* **PROMPT**:
From the entries below, pull out each line where "cabin" appears.

* **MATERIAL PROVIDED**:
# # # #

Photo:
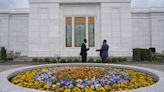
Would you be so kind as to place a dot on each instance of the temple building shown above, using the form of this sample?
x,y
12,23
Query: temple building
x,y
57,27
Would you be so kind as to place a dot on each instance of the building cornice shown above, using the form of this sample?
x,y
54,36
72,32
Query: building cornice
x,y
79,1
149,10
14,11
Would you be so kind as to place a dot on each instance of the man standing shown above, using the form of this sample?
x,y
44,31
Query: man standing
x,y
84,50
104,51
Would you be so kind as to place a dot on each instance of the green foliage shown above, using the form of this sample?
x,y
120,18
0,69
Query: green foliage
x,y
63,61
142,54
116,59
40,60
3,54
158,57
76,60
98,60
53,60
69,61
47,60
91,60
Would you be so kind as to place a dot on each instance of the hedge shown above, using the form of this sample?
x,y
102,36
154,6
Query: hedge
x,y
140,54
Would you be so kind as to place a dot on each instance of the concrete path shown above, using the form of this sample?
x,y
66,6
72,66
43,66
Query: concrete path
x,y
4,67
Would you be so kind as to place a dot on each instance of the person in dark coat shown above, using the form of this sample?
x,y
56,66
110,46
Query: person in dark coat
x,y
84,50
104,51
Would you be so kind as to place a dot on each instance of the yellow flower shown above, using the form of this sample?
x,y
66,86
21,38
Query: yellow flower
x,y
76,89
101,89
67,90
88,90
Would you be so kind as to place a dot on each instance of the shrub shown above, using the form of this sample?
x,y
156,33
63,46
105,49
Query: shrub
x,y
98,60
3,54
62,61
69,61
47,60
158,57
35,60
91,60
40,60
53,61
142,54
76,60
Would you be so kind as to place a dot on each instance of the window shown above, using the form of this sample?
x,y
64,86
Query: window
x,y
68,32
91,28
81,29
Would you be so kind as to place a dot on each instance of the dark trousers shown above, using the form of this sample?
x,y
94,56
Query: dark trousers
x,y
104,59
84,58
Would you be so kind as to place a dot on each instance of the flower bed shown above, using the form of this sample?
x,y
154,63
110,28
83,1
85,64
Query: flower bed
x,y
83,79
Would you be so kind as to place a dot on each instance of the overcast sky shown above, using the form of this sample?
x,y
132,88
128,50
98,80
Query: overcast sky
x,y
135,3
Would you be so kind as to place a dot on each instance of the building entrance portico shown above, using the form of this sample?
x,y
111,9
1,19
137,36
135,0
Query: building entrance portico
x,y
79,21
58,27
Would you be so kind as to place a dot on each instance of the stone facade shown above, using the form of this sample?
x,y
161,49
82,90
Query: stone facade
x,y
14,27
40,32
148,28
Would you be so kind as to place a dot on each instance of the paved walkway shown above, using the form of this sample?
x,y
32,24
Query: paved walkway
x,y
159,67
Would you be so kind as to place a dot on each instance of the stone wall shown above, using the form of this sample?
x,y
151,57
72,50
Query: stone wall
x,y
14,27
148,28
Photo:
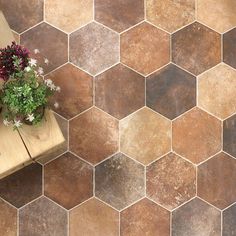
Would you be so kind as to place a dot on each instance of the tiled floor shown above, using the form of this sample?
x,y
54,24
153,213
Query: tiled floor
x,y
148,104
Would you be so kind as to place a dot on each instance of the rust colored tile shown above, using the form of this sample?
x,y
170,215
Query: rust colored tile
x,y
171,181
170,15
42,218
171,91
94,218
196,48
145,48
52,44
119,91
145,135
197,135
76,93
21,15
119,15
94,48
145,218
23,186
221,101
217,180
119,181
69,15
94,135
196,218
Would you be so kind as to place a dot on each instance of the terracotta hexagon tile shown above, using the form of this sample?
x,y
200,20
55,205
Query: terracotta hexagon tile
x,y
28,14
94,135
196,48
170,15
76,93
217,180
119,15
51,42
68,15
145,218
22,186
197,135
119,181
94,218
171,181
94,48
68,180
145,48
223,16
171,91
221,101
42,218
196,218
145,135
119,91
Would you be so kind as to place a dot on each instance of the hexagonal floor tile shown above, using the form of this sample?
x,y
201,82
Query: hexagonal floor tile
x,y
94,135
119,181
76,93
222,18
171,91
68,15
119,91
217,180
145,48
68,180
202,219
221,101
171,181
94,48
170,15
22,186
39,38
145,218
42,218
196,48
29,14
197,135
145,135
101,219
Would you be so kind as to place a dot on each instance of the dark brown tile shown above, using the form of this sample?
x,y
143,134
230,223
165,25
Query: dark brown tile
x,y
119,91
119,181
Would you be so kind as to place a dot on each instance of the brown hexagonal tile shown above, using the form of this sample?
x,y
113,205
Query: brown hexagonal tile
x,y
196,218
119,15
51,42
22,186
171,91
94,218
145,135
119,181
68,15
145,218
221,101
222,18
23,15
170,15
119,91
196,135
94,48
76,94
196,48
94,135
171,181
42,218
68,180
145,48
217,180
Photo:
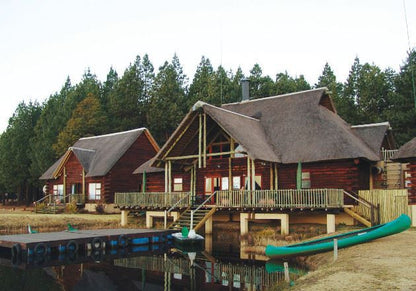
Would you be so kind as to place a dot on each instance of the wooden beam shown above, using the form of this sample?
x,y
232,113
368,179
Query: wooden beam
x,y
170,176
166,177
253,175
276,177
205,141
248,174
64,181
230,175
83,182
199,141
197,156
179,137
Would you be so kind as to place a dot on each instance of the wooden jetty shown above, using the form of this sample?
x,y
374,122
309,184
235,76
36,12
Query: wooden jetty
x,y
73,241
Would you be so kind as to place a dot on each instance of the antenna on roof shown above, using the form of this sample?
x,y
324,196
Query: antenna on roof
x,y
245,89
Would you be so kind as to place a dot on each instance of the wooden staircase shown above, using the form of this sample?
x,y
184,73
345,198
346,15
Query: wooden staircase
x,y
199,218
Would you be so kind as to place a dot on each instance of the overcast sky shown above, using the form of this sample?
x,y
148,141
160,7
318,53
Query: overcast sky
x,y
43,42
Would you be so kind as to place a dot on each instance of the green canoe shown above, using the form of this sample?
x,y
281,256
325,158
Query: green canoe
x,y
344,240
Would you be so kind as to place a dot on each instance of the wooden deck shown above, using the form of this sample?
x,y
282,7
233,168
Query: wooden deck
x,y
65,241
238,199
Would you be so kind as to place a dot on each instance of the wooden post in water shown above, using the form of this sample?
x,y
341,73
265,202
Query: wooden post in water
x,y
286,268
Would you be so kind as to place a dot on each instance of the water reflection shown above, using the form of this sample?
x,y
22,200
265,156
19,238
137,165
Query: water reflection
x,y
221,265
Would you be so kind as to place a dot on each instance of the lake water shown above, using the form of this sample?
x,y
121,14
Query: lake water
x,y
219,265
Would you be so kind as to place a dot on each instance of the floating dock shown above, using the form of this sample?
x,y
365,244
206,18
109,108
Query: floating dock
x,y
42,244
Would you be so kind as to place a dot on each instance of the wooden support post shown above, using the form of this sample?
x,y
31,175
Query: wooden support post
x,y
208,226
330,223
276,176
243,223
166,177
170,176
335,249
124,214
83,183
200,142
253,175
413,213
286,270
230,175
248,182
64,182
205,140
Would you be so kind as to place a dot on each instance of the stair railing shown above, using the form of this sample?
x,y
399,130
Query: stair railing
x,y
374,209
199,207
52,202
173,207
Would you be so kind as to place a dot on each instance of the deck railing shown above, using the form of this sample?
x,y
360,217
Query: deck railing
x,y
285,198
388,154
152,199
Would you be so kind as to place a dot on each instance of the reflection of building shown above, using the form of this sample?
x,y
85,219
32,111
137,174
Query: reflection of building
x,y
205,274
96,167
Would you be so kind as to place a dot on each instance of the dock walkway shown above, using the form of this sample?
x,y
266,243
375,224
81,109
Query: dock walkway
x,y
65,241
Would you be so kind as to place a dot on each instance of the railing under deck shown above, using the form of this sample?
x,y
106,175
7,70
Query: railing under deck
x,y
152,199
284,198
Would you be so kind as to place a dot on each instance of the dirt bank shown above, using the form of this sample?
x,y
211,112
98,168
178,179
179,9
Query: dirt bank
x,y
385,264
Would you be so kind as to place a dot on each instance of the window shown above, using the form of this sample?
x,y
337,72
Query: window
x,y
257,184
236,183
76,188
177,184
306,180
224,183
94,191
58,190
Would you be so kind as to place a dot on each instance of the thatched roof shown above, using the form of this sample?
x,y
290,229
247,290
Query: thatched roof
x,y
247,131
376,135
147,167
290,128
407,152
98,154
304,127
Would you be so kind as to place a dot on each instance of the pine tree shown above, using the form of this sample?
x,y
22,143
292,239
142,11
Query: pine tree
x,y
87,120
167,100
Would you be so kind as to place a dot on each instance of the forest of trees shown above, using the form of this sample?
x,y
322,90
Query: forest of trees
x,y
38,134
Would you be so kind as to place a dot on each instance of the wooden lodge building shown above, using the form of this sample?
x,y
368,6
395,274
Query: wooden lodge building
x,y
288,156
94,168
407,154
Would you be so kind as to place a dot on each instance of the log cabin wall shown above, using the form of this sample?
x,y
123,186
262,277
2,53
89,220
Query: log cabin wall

# # # #

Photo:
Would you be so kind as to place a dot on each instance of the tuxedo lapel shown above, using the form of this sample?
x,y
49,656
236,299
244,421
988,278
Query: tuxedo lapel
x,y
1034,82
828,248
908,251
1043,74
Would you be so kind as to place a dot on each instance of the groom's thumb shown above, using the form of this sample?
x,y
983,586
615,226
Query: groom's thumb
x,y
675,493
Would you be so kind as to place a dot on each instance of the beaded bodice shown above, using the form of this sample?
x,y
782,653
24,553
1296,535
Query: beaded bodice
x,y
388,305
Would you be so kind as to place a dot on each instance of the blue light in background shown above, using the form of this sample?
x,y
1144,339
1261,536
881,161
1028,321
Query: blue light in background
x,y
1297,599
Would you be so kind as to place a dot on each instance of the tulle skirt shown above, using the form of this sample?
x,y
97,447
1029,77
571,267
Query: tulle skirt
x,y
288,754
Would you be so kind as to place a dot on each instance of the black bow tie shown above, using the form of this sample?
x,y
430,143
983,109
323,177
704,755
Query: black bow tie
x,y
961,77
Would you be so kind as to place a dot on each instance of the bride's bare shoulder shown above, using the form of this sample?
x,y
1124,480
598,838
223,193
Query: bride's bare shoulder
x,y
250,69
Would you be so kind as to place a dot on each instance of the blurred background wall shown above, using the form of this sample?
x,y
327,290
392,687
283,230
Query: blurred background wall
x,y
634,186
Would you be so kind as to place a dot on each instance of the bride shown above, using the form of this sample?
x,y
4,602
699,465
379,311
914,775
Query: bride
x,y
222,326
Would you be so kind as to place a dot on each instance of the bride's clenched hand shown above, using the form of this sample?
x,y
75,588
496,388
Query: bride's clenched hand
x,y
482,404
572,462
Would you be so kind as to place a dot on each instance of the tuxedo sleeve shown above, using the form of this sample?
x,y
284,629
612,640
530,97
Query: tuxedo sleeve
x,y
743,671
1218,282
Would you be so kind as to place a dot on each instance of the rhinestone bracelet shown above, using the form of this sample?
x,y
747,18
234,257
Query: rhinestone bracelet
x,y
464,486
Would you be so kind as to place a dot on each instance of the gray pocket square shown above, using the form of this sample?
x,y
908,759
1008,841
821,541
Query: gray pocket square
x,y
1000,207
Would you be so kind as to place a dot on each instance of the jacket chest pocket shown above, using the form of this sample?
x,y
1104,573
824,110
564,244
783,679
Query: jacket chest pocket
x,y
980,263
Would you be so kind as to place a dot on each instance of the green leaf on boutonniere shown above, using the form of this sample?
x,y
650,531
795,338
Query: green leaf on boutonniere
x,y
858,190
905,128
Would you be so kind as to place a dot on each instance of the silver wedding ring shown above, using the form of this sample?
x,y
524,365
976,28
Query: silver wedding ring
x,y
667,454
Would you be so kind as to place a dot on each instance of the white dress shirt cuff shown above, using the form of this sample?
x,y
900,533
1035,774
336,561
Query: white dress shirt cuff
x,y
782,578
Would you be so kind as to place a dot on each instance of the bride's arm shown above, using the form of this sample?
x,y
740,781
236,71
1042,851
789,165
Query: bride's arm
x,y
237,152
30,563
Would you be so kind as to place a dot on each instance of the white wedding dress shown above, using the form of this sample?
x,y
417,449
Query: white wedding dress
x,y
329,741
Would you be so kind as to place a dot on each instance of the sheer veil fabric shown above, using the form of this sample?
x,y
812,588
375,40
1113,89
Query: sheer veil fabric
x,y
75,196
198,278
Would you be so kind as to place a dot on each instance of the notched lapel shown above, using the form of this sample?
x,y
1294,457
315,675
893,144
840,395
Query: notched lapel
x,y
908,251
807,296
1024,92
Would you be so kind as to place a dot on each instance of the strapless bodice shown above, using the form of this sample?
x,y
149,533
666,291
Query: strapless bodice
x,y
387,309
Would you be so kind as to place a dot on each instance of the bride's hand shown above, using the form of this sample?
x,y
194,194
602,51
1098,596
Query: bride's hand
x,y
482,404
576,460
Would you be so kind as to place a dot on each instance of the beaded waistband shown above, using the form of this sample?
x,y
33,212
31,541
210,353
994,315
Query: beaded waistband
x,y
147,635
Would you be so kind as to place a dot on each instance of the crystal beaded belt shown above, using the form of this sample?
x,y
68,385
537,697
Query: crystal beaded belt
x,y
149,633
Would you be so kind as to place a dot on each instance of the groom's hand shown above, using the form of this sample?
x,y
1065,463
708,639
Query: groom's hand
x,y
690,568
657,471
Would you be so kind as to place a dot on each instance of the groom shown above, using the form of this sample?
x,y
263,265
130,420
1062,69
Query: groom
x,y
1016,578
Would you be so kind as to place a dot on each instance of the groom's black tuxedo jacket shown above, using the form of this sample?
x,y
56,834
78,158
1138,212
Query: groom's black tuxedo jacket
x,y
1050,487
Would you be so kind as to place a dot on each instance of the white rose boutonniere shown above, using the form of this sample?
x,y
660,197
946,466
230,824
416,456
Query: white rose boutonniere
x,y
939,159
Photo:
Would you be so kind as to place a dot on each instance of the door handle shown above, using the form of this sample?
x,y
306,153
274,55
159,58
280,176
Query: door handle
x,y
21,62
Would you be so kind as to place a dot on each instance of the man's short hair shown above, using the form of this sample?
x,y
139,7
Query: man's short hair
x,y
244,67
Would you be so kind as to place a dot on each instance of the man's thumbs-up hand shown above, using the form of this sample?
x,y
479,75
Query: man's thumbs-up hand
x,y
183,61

# # # #

* **TASK SOLUTION**:
Would you be so kind as to place a dot on each instance of the log cabin wall shown above, using the form of this sample?
Query: log cabin wall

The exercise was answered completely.